[Task directions] In the entries below, every line with the string "matching" is to be reported.

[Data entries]
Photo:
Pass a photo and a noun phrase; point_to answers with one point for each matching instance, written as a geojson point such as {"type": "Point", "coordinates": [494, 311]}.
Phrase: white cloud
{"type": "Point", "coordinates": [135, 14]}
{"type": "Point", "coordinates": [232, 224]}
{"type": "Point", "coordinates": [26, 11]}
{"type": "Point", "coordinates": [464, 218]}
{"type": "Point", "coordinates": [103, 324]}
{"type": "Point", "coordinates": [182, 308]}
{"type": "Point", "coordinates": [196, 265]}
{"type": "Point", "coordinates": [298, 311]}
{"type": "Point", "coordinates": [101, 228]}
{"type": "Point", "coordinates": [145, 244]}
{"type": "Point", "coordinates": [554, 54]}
---
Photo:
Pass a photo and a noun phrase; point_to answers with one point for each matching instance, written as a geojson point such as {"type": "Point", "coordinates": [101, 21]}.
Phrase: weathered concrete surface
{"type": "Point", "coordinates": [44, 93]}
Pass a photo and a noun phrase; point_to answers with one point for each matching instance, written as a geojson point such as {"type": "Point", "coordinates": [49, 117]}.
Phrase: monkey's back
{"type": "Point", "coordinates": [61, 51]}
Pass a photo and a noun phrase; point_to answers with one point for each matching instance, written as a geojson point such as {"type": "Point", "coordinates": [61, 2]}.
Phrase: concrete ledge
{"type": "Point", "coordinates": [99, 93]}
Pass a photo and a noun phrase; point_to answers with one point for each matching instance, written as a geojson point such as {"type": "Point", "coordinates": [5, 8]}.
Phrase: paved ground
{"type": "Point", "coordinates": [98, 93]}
...
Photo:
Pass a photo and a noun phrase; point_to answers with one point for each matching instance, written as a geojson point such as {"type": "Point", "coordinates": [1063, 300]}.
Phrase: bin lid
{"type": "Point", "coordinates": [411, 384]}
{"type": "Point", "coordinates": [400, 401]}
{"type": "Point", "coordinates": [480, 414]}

[Result]
Pass a photo and a noun phrase; point_to answers with one point for each matching instance, written as a geojson point such as {"type": "Point", "coordinates": [494, 311]}.
Pass a photo and a noun phrase; point_to answers with one point for each matching instance, written as a geojson point such as {"type": "Point", "coordinates": [101, 21]}.
Pass a photo and a noun phrase; point_to answers with one point for each matching instance, written as a geojson point such as {"type": "Point", "coordinates": [49, 117]}.
Pass a photo and a noun phrase; point_to answers with one point for each matching instance, written as a geojson point such as {"type": "Point", "coordinates": [61, 2]}.
Pass a photo and a noun phrase; point_to answers with one point for each matching instance, written as a geojson point such as {"type": "Point", "coordinates": [5, 8]}.
Pass a photo and a noun phrase; point_to answers with one point for each matching instance, written as a geojson point such as {"type": "Point", "coordinates": [1063, 300]}.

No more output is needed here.